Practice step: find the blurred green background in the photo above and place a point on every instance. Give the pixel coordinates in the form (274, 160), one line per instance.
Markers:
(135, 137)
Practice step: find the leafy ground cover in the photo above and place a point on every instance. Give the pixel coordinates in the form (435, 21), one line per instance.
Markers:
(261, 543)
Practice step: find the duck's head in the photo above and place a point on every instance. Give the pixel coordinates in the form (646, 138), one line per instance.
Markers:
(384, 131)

**What you need to do:**
Above are the records; retype them all without a single difference.

**Written reply:**
Practice step: find the blurred green background in the photo above and place a point on every instance. Give the pixel coordinates in the form (274, 160), one line per instance.
Markers:
(135, 137)
Practice step: find the leafy ground cover in the photo above and place a point on every instance. Give the pixel coordinates in the form (435, 21), one line per instance.
Markers:
(261, 543)
Practice step: find the duck's head in the photo above and place a point on every instance. Give the pixel coordinates in the form (646, 138), one line per instance.
Markers:
(384, 131)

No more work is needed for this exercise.